**WRITTEN PROBLEM**
Reproduce all of the items below, substituting "one-story house" for each occurrence of "single-story house" and leaving everything else unchanged.

**THE RECORDS**
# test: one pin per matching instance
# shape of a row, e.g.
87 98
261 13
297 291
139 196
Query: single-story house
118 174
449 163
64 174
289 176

**SOLUTION FOR THIS EXERCISE**
# test: one pin per matching instance
# shape of a row, e.g.
87 98
261 13
297 291
139 196
Query: one-story house
118 174
449 163
64 174
289 176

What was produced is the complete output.